[DATA SECTION]
--

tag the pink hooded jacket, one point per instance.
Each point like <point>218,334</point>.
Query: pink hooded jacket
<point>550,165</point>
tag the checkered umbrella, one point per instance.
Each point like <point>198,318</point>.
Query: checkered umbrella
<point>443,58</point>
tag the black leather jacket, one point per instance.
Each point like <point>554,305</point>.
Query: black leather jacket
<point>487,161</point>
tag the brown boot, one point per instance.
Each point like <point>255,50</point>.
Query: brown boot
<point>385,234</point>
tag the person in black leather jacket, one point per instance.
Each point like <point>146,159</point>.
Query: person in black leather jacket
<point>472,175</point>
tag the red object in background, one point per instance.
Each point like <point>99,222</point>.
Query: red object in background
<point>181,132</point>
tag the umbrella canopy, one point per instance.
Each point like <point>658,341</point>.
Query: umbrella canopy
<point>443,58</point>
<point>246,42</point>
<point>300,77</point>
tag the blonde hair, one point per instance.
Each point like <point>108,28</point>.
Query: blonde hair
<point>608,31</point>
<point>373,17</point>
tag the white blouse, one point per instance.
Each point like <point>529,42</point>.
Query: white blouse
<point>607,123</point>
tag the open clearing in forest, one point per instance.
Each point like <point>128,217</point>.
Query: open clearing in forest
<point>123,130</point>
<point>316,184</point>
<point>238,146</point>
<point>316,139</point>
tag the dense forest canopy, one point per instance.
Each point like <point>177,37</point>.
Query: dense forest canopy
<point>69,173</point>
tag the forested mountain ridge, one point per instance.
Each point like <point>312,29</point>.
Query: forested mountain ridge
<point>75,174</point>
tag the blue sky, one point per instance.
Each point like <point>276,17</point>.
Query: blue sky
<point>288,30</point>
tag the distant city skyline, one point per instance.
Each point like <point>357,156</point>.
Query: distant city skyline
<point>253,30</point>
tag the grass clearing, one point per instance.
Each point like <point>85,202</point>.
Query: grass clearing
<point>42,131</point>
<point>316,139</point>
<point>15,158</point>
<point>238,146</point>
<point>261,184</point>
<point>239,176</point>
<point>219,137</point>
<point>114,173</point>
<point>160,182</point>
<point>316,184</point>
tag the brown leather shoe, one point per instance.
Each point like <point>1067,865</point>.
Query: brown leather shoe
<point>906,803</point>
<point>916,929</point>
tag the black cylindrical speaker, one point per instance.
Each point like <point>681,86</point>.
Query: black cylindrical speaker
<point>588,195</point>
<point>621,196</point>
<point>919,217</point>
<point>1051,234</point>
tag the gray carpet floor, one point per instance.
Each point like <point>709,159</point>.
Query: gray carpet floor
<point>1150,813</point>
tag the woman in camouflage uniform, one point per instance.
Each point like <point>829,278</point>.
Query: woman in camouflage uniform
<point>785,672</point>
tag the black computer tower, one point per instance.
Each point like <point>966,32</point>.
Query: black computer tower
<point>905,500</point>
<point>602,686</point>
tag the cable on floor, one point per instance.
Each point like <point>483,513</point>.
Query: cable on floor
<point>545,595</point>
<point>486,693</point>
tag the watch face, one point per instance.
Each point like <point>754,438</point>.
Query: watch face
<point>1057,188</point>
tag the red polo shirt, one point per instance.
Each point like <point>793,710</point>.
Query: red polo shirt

--

[WHAT IS BEING ASKED]
Copy every entry above word for word, line by line, with nothing changed, added, or left out.

[RESULT BELOW]
tag the pink hooded jacket, one point per instance.
Each point like <point>218,334</point>.
Query: pink hooded jacket
<point>550,165</point>
tag the checkered umbrella, one point per instance.
Each point like <point>198,318</point>.
Query: checkered umbrella
<point>443,58</point>
tag the black leather jacket, one point per instance.
Each point like <point>554,305</point>.
Query: black leather jacket
<point>487,161</point>
tag the brown boot, one point per instance.
Each point like <point>255,50</point>.
Query: brown boot
<point>385,234</point>
tag the person in black leather jacket, one point per instance.
Each point like <point>146,159</point>.
Query: person in black leather jacket
<point>472,175</point>
tag the red object in background, one point per instance.
Each point like <point>99,222</point>.
Query: red object in background
<point>181,132</point>
tag the umbrella canopy, one point per instance.
Each point like <point>658,341</point>.
Query: umbrella canopy
<point>443,58</point>
<point>246,42</point>
<point>300,77</point>
tag the blonde hair, one point per instance.
Each point like <point>108,28</point>.
Query: blonde hair
<point>608,31</point>
<point>373,17</point>
tag the white blouse, one point per instance.
Each point like <point>529,42</point>.
Query: white blouse
<point>607,123</point>
tag the open clearing in forest, one point per instance.
Each point like <point>128,217</point>.
Query: open clearing in forest
<point>123,130</point>
<point>316,184</point>
<point>238,146</point>
<point>316,139</point>
tag the dense forest canopy, one point per instance.
Each point like <point>177,37</point>.
Query: dense forest canopy
<point>69,173</point>
tag the forested mountain ridge, one point per instance.
Each point like <point>312,29</point>.
Query: forested mountain ridge
<point>75,174</point>
tag the blue sky, one point per instance.
Each point like <point>276,17</point>.
Query: blue sky
<point>288,30</point>
tag the distant city skyline, one point per instance.
Each point like <point>357,156</point>.
Query: distant city skyline
<point>253,30</point>
tag the grass clearing, one point per instance.
Each point like <point>85,202</point>.
Query: grass clearing
<point>42,131</point>
<point>316,139</point>
<point>15,158</point>
<point>238,146</point>
<point>261,184</point>
<point>239,176</point>
<point>219,137</point>
<point>114,173</point>
<point>160,182</point>
<point>316,184</point>
tag the brown leather shoe, one point per instance.
Each point like <point>1067,865</point>.
Query: brown leather shoe
<point>906,803</point>
<point>916,929</point>
tag the black cylindrical speaker, one point per instance.
Each point like <point>681,86</point>.
Query: black cylindrical speaker
<point>588,195</point>
<point>621,196</point>
<point>919,217</point>
<point>1051,234</point>
tag the gray carpet floor, one point per instance.
Each point like <point>709,159</point>.
Query: gray carpet floor
<point>1150,813</point>
tag the woman in camouflage uniform, one point per instance.
Each point like <point>829,278</point>.
Query: woman in camouflage uniform
<point>785,672</point>
tag the black computer tower, one point per instance.
Each point like <point>966,32</point>.
Query: black computer tower
<point>905,500</point>
<point>602,686</point>
tag the cable on floor, one point per instance.
Each point like <point>483,513</point>.
Query: cable on floor
<point>545,595</point>
<point>486,693</point>
tag the watch face, one point per instance.
Each point like <point>754,438</point>.
Query: watch face
<point>1057,188</point>
tag the red polo shirt, one point per instance.
Each point like <point>793,710</point>.
Query: red polo shirt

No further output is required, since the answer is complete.